START Extracted records

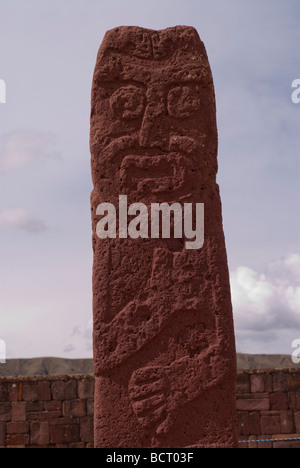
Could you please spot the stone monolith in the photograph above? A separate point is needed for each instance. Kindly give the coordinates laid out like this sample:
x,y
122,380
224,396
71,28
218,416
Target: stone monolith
x,y
164,348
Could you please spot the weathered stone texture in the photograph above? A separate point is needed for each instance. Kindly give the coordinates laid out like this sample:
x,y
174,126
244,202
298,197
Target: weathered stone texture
x,y
163,330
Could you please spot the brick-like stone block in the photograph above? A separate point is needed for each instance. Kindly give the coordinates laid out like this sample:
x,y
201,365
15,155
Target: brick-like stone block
x,y
257,383
64,434
39,433
287,444
278,401
43,415
2,434
268,380
255,404
297,421
30,392
17,440
32,406
77,445
254,422
87,430
242,383
74,408
86,389
90,407
54,405
63,421
18,411
265,444
243,423
280,383
294,382
44,391
64,390
270,423
5,412
15,391
294,400
3,392
287,422
17,428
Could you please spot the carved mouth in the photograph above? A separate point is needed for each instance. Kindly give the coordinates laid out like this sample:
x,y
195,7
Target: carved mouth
x,y
159,173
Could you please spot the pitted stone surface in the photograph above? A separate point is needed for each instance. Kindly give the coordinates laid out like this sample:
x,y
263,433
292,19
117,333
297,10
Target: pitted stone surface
x,y
164,346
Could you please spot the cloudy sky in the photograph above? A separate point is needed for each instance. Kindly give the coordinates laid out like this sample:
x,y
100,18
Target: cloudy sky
x,y
47,56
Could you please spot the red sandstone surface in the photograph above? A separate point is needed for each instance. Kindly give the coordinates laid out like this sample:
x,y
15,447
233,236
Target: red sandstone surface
x,y
164,346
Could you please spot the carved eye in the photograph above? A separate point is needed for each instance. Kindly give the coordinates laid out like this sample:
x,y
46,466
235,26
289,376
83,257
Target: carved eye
x,y
183,101
127,102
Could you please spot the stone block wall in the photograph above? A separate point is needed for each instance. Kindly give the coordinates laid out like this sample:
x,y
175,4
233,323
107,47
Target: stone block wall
x,y
57,411
268,404
46,412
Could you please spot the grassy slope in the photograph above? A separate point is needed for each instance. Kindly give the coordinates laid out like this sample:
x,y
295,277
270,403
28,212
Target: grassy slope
x,y
52,366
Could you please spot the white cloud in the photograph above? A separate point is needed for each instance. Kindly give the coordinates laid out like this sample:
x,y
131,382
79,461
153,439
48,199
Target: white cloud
x,y
19,218
23,148
266,306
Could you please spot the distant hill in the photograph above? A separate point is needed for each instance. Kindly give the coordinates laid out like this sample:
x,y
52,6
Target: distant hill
x,y
45,366
58,366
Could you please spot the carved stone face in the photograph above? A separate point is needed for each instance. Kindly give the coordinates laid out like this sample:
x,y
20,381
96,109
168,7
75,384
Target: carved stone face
x,y
153,118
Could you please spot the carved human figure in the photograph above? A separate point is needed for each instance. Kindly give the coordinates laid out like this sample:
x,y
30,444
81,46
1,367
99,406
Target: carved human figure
x,y
163,331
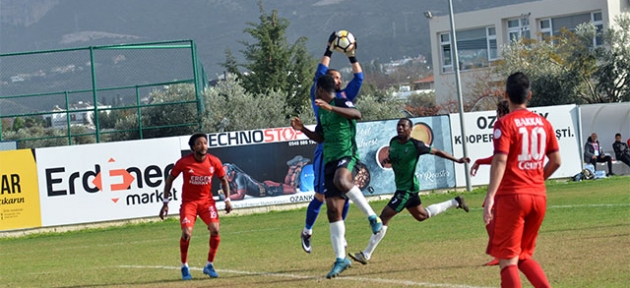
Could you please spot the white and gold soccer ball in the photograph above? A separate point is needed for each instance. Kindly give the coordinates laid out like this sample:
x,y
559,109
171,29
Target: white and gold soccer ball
x,y
344,42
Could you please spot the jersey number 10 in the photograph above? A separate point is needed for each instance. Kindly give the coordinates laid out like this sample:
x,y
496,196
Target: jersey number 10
x,y
534,143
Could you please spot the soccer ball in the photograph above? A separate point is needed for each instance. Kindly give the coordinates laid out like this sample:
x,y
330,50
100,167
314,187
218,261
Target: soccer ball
x,y
344,42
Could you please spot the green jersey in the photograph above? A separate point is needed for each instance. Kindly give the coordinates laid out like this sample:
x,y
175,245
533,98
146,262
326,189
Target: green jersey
x,y
338,132
404,158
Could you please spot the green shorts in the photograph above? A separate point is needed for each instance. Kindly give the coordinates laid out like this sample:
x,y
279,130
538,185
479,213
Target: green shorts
x,y
330,190
404,199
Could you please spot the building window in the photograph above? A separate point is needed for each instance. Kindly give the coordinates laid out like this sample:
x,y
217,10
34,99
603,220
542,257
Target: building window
x,y
545,29
493,51
475,48
596,17
447,59
518,28
553,26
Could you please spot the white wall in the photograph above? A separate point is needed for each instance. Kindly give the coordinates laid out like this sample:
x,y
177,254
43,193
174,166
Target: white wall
x,y
606,120
445,82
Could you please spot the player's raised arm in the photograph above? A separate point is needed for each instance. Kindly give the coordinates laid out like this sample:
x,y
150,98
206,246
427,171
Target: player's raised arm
x,y
445,155
297,124
348,111
225,185
168,184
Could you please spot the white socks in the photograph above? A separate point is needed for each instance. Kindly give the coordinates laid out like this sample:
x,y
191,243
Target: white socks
x,y
358,199
438,208
374,240
338,238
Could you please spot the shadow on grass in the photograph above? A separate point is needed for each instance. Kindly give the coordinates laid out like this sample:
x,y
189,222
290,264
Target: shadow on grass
x,y
122,284
598,227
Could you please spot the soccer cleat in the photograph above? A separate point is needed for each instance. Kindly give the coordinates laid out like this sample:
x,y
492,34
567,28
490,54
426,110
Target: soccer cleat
x,y
493,262
462,203
359,257
209,270
306,242
376,224
338,267
186,273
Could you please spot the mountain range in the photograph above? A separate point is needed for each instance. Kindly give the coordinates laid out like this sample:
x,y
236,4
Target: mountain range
x,y
386,30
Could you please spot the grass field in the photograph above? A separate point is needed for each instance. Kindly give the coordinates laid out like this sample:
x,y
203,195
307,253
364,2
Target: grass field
x,y
584,242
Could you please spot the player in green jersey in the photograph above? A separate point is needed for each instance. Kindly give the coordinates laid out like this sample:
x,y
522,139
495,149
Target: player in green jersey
x,y
337,130
404,154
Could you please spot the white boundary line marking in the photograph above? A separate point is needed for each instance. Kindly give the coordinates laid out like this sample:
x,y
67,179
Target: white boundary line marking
x,y
305,277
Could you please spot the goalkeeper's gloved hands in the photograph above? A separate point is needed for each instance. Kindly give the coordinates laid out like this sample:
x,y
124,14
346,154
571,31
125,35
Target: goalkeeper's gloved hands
x,y
351,53
331,38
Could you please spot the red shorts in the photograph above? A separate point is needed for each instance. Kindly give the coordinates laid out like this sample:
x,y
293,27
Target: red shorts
x,y
517,219
206,210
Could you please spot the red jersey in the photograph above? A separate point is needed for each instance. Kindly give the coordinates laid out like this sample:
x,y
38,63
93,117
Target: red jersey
x,y
526,138
197,176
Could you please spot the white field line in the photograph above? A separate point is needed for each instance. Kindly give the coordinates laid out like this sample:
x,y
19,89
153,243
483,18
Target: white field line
x,y
285,228
305,277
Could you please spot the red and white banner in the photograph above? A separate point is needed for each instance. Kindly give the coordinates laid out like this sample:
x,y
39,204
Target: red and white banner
x,y
479,127
108,181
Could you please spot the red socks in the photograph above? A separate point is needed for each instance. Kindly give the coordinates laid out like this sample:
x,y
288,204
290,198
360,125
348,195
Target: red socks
x,y
183,249
214,245
534,273
510,278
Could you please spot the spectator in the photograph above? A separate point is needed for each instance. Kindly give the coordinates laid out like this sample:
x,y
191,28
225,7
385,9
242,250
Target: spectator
x,y
593,153
622,153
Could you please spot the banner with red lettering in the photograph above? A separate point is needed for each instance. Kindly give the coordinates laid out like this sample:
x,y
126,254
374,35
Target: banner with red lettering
x,y
274,166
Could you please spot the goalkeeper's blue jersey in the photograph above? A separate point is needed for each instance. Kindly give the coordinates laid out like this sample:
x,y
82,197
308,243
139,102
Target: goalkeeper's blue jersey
x,y
349,92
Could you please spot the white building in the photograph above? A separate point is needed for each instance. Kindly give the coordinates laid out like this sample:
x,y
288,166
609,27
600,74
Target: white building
x,y
481,33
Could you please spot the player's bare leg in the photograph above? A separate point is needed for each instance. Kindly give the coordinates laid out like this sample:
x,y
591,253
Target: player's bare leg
x,y
337,235
215,239
343,181
184,242
364,256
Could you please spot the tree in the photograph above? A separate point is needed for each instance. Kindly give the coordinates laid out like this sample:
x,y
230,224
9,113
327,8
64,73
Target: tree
x,y
271,63
18,123
422,104
614,58
182,117
560,69
229,107
373,108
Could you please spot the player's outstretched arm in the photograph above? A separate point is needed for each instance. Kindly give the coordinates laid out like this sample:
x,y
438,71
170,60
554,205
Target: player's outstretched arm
x,y
168,184
445,155
552,165
297,124
496,175
225,186
350,113
479,162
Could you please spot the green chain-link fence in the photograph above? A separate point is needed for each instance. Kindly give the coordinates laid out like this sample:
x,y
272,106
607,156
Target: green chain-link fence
x,y
78,95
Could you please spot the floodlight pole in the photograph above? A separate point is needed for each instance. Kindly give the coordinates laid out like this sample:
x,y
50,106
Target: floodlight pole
x,y
458,84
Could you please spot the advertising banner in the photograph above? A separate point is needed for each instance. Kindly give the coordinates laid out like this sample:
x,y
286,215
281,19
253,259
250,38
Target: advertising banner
x,y
606,120
479,127
432,172
107,181
274,166
263,166
19,196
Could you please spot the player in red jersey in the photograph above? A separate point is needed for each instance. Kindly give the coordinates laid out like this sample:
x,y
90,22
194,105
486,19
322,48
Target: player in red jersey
x,y
502,110
517,191
198,169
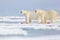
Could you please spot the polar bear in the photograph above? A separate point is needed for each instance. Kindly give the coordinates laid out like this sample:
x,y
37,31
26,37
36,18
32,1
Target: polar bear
x,y
47,15
52,16
30,15
42,15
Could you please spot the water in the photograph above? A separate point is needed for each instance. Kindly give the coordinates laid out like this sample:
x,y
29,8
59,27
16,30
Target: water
x,y
48,34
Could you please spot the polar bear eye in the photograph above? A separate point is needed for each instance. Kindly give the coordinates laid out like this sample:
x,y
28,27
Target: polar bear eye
x,y
20,11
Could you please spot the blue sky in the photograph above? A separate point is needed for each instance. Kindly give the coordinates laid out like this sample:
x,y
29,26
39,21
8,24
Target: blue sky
x,y
13,7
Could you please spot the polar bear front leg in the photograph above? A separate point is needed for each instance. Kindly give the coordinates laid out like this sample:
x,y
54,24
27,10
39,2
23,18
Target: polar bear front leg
x,y
53,20
39,19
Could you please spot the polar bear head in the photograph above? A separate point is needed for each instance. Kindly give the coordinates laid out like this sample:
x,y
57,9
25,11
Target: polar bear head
x,y
24,12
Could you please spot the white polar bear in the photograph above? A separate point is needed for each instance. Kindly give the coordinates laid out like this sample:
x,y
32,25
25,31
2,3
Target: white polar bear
x,y
52,15
45,15
29,15
42,16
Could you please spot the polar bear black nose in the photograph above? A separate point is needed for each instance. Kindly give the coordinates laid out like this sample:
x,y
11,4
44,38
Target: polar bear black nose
x,y
20,11
35,11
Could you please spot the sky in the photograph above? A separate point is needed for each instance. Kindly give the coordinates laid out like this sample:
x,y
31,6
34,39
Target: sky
x,y
13,7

END Extracted records

▶ [Objective]:
For this exercise, please retype exactly the lines in the listing from the line with "Could you please spot the polar bear front" through its last line, both ends included.

▶ [Response below]:
Could you please spot the polar bear front leg in the photograph above? A separate point is needed for each instance. Kindly give the coordinates laid out like this sample:
x,y
54,24
27,10
39,2
23,18
Target: polar bear front leg
x,y
53,20
39,19
Could you please spot the polar bear head in the photograph above? A separate point is needed for each instance. Kindly give the coordinates laid out like this sample:
x,y
57,9
25,11
Target: polar bear head
x,y
24,12
Could you please spot the white polar bear in the photograph above? A separate point is needed for each instance. Kindly give the coordinates laid out like this sample:
x,y
32,25
25,31
2,3
Target: white polar bear
x,y
52,15
45,15
29,15
42,16
Could you please spot the polar bear black nose in the photograph above? A separate point is needed for each instance. Kindly give the coordinates laid out like this sample:
x,y
11,4
44,38
Target: polar bear black nose
x,y
20,11
35,11
Could you please spot the sky in the photograph above? A separate point is needed for each instance. Kindly give the coordinates laid out like this sample:
x,y
31,6
34,39
Target: sky
x,y
13,7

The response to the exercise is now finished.